» REQUIRED TASK: Copy out the listing below line by line, without any change, from its first line through its last. Leave the picture out of your copy.

BEGIN

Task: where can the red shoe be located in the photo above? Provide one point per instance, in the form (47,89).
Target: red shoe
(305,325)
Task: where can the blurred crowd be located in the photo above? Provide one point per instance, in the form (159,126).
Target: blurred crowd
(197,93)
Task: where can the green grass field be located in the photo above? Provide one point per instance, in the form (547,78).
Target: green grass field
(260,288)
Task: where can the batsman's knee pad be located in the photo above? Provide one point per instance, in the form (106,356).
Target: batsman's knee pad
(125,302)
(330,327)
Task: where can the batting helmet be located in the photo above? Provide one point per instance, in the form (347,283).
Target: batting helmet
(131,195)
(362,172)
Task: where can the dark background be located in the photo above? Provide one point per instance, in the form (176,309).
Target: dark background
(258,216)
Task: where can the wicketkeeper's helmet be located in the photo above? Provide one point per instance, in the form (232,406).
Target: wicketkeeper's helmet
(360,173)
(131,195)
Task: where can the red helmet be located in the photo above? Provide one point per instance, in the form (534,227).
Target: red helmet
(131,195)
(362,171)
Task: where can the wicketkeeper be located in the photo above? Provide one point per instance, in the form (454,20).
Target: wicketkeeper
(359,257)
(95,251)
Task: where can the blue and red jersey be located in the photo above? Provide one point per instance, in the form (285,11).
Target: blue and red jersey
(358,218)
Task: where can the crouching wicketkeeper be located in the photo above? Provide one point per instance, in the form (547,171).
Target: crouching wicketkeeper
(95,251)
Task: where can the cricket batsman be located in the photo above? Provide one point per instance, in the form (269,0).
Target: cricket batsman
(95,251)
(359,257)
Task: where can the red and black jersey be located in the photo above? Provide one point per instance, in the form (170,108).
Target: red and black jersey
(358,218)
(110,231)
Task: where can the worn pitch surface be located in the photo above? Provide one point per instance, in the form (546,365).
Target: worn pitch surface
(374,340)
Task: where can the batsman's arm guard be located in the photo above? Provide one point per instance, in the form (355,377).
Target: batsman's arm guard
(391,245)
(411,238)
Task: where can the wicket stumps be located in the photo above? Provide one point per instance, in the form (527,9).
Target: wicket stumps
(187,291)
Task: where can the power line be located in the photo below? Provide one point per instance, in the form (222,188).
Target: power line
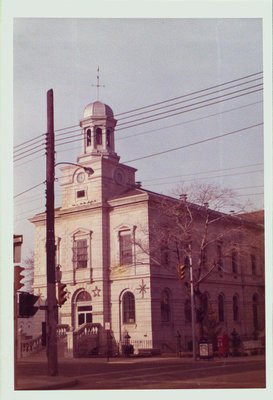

END

» IN RESPONSE:
Task: where can the red shoe be located in the photo above? Provide one point per instance, in the form (47,89).
Target: red shoe
(305,325)
Task: where can the blurred crowd be located in the photo above? Provide one point per instance, in the form (159,126).
Target: blurred crowd
(197,93)
Task: where can the green grass field be located in the photo above? Provide one point per instance, in the form (547,78).
Target: green grass field
(260,288)
Task: where can the batsman's knee pad be located in the photo above? Provide one point per instance, in the form (106,356).
Target: batsman's knee pad
(125,302)
(330,327)
Task: where can the batting helmet be located in the photo above? Provide one point per instance, in the form (347,283).
Target: batting helmet
(131,195)
(362,172)
Task: where can the dark background be located in the photo above? Provide one point per instance, in the form (176,309).
Target: dark background
(258,216)
Task: where can the wicketkeeper's helmet be located in the photo above? Provide one point per instance, in the form (232,406).
Target: wicketkeeper's helmet
(360,173)
(131,195)
Task: where can the red helmet be located in the photo above? Provide one point per instance, in the form (534,227).
Target: red helmet
(131,195)
(362,171)
Task: where can the wicketkeeper be located in the photo above? Provide one point per instance, in the form (454,20).
Target: wicketkeeper
(359,257)
(95,251)
Task: where can the blue and red jersey be located in the photo above? Provide one point per instance, in the form (285,11).
Target: blue and red jersey
(358,218)
Task: where can the crouching wicketkeeper be located in the photo above? Provide one point per instance, in the form (547,171).
Target: crouching wicketkeeper
(95,251)
Task: where can the cricket batsman be located in the photo above? Provide one point per instance, in the form (269,0).
Target: cricket batsman
(95,251)
(359,257)
Task: where can the red and black jersey be located in the photo above? Provide one point per instance, in the form (170,108).
Target: red and black jersey
(358,218)
(110,231)
Task: where can the worn pitch surface be located in the photo above? Provide one point per instance, in the form (546,365).
Target: worn pitch surface
(374,340)
Task: where can the batsman's arm guard be located in the photo above? Provide one point per instance, in the form (355,377).
Target: batsman's arm guard
(391,245)
(411,238)
Task: where can the wicket stumps be located in the photo above? Provide one point per instance, in the form (527,9).
Target: wicket stumps
(187,291)
Task: where can the power line be located in the photo below? Provide one point per instance, in the form (222,188).
Target: power line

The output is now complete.